*** RECORD EXCERPTS ***

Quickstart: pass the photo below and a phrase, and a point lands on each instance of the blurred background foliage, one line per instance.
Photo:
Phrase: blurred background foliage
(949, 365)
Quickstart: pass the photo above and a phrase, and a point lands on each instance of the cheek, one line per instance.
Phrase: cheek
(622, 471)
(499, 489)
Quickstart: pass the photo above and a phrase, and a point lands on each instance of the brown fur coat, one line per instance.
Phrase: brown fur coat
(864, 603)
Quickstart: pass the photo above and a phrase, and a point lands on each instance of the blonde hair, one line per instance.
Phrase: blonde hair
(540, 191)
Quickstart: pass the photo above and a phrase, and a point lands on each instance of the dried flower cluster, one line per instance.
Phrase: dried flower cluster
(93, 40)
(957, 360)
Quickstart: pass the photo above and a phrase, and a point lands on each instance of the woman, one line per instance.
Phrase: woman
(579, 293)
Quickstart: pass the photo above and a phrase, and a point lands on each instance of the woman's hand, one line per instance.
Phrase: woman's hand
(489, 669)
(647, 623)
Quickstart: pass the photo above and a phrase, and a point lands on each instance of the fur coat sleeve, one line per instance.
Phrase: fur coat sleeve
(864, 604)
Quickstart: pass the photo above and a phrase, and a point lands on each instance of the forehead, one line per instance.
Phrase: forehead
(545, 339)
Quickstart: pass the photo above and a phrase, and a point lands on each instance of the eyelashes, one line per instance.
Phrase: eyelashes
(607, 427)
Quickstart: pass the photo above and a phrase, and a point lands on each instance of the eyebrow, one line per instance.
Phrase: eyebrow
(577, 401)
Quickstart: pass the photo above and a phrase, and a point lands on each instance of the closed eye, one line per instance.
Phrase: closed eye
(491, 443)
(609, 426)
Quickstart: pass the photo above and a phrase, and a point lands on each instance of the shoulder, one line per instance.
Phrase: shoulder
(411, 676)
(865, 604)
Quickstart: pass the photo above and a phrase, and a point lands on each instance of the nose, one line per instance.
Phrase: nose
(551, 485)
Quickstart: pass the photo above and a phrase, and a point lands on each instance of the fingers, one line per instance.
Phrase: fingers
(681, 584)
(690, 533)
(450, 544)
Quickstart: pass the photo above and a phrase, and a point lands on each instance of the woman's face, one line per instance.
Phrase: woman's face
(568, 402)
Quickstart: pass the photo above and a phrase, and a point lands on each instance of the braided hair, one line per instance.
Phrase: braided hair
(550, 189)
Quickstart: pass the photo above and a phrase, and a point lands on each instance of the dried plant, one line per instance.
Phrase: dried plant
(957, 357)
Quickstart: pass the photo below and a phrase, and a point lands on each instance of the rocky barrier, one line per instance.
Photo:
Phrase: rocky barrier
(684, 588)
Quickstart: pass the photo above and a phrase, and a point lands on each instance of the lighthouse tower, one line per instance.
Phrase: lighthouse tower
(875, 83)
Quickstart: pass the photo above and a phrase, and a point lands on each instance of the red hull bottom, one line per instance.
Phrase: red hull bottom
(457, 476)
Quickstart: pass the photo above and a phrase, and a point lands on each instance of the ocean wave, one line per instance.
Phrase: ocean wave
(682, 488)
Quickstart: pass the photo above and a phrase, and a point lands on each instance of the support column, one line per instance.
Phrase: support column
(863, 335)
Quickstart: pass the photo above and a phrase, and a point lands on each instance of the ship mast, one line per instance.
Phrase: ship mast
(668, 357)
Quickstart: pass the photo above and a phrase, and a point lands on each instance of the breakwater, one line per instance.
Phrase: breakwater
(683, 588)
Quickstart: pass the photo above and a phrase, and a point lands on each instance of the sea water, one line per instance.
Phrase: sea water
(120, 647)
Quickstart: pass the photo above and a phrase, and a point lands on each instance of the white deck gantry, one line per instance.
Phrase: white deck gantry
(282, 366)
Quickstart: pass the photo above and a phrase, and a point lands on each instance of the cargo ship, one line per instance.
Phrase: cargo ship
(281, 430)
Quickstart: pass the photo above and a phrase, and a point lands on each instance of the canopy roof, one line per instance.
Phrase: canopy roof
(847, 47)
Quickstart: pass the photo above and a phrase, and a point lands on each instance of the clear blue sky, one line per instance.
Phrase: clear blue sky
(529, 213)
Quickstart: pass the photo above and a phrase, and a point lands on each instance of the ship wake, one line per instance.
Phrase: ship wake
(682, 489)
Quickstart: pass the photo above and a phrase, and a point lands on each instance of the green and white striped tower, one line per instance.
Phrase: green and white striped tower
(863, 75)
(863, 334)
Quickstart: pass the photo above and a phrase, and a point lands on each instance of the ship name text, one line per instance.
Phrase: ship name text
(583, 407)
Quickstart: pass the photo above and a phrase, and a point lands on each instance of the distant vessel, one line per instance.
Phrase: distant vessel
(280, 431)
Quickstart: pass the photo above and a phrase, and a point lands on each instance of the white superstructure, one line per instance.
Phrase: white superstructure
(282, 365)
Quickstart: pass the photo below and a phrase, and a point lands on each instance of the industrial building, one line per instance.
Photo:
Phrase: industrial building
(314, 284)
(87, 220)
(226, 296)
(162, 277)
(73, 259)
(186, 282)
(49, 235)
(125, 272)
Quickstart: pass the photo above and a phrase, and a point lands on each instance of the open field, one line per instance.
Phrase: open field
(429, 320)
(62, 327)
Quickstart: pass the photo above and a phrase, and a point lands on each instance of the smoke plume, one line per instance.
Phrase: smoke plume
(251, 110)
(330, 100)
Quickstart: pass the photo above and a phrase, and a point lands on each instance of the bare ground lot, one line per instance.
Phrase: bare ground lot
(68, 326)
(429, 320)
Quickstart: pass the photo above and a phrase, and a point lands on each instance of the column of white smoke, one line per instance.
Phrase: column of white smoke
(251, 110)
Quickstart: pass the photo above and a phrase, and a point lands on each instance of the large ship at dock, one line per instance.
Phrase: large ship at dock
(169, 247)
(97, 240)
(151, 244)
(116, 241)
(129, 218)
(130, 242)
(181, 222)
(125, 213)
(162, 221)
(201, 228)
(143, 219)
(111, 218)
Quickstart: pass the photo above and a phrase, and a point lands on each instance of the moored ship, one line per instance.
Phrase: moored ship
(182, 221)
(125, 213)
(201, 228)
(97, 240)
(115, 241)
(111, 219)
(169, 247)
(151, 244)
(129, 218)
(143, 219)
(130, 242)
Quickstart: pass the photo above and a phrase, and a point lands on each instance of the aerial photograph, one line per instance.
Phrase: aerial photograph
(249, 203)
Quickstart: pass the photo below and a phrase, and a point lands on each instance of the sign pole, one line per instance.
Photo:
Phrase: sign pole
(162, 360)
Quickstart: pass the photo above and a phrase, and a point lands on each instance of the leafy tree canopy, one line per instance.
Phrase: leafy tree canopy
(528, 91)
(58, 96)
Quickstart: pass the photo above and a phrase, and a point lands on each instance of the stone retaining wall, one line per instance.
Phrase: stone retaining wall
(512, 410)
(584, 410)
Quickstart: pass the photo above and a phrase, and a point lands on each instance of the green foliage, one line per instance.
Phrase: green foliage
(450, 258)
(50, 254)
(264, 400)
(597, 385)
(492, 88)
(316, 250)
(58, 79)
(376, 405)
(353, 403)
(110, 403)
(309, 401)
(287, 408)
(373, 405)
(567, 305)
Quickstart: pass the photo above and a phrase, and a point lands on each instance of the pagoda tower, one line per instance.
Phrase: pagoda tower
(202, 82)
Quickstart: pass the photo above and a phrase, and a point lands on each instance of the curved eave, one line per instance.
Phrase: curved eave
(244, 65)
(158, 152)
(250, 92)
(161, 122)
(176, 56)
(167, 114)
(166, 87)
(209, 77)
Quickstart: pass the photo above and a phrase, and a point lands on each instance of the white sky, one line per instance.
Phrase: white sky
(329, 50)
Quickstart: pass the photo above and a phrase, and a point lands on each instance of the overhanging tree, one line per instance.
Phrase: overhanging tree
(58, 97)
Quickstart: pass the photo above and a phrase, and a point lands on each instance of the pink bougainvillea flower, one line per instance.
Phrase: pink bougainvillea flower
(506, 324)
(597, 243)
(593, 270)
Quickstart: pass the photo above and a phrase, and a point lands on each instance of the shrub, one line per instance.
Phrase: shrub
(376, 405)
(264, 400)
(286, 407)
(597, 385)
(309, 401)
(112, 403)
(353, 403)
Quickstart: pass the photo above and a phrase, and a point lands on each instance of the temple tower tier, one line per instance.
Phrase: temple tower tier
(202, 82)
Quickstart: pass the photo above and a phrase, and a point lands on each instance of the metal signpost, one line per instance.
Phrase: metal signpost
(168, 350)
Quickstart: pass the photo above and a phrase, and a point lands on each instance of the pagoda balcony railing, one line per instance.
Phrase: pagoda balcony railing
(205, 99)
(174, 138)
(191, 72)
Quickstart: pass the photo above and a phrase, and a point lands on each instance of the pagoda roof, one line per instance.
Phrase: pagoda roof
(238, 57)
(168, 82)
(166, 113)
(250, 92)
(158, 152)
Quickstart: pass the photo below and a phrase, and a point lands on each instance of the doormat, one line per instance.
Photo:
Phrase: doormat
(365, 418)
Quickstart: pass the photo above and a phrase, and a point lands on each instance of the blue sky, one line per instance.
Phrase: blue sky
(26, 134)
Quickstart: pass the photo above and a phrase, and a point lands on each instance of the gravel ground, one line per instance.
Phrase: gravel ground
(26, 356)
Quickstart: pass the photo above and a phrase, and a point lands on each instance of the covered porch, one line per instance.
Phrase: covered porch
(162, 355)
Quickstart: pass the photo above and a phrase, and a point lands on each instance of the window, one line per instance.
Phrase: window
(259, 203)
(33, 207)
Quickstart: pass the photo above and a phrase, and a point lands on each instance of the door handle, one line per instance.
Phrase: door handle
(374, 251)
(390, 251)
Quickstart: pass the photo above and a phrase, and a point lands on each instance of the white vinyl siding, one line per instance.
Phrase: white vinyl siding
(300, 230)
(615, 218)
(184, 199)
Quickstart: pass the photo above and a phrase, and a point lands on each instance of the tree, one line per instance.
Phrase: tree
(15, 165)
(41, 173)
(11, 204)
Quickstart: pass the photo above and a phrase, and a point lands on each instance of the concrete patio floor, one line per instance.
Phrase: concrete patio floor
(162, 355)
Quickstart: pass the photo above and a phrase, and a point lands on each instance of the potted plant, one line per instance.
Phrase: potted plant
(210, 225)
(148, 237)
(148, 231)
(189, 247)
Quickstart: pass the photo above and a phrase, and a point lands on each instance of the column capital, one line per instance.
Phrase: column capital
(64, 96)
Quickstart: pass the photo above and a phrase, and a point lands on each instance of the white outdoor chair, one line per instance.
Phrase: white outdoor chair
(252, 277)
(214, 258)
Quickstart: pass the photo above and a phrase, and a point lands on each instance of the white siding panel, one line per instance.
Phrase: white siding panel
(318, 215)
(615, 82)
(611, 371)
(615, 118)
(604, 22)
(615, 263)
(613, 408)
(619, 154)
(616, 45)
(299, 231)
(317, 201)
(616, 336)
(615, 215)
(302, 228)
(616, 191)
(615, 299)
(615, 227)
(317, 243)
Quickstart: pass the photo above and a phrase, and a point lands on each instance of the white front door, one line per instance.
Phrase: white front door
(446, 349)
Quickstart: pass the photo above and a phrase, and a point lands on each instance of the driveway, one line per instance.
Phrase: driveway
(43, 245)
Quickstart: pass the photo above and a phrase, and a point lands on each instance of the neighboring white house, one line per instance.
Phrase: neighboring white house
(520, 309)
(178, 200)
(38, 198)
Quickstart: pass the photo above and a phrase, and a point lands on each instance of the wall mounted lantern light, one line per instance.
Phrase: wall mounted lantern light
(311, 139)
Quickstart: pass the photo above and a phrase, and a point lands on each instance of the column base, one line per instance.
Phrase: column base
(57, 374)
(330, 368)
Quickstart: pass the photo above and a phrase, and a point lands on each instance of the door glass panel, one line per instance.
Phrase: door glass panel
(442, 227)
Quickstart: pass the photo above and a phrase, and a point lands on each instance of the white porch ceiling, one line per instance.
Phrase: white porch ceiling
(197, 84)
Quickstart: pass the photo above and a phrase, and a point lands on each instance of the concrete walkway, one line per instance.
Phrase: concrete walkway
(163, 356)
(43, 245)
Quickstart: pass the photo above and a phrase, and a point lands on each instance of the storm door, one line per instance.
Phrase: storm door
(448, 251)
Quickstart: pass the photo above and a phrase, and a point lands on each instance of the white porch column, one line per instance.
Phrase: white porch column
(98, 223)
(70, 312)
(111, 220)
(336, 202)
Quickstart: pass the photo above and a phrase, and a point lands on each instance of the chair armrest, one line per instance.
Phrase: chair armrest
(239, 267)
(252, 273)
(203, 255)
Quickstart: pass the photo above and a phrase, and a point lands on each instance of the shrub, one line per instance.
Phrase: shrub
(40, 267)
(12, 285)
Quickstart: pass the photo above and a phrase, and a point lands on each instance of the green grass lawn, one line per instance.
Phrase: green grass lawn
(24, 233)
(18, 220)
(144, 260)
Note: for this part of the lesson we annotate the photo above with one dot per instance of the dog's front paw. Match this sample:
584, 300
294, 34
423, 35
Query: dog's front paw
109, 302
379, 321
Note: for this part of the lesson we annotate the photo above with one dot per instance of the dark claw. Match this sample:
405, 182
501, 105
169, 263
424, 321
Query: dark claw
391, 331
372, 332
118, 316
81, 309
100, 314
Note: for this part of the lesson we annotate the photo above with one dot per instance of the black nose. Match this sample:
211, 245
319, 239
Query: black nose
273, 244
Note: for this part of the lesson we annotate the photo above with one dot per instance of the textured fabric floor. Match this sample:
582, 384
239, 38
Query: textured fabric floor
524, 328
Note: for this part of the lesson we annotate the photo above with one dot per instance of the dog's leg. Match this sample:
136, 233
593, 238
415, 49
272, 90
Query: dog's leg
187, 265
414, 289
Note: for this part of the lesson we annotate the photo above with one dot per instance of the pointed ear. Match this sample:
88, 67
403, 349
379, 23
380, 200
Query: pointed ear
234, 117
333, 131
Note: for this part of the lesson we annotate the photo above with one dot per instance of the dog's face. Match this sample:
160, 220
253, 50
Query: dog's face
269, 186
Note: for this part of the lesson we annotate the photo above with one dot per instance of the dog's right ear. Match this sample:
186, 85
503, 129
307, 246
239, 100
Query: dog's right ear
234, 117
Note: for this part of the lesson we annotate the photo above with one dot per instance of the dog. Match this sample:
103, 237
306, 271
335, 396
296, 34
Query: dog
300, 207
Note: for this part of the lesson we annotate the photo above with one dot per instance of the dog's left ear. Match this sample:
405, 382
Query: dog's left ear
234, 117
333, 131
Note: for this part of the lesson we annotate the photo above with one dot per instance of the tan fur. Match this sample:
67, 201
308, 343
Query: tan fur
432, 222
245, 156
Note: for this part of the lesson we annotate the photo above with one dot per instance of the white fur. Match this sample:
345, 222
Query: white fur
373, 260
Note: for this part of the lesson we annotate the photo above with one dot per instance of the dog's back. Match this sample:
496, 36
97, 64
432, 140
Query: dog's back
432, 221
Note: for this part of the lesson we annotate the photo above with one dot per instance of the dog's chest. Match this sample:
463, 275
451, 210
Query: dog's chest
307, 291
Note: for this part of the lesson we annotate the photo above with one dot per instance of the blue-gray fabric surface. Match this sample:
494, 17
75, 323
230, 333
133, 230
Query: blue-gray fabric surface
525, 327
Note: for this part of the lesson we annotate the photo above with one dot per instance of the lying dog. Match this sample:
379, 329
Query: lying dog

***

▸ **YOUR GOAL**:
Nothing but the lines with "below" should be returned, copied from the entries above.

▸ **EXERCISE OUTPUT**:
Quickstart: pass the photo below and a phrase, and a point lands on each instance of the blurred background foliage, one line per instance.
Quickstart: pass the photo below and a phrase, and a point lands on each instance of the rocky barrier, one line per instance.
Quickstart: pass the photo below and a phrase, and a point lands on each instance of the industrial building, one line per instance.
Quickstart: pass the photo below and a phrase, and a point lands on each instance of the sign pole, one line per instance.
Quickstart: pass the photo below and a phrase, and a point lands on each instance of the doormat, one line per instance.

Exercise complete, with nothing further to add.